DIRECTION:
Convert every line of the data below into a Markdown table with the columns "Row" and "Line", skipping blank lines and leaving out the pictures.

EXERCISE MATERIALS:
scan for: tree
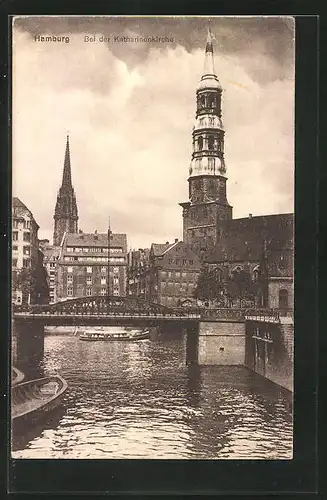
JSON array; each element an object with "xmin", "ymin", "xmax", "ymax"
[
  {"xmin": 12, "ymin": 265, "xmax": 49, "ymax": 305},
  {"xmin": 194, "ymin": 267, "xmax": 224, "ymax": 301},
  {"xmin": 226, "ymin": 269, "xmax": 260, "ymax": 307},
  {"xmin": 12, "ymin": 268, "xmax": 36, "ymax": 305}
]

IN RESPONSE:
| Row | Line |
|---|---|
| 1 | scan for: tree |
| 2 | JSON array; each element an object with "xmin", "ymin", "xmax", "ymax" |
| 3 | [ |
| 4 |   {"xmin": 12, "ymin": 265, "xmax": 49, "ymax": 305}, |
| 5 |   {"xmin": 194, "ymin": 267, "xmax": 224, "ymax": 301}, |
| 6 |   {"xmin": 226, "ymin": 269, "xmax": 260, "ymax": 307}, |
| 7 |   {"xmin": 12, "ymin": 268, "xmax": 36, "ymax": 305} |
| 8 | ] |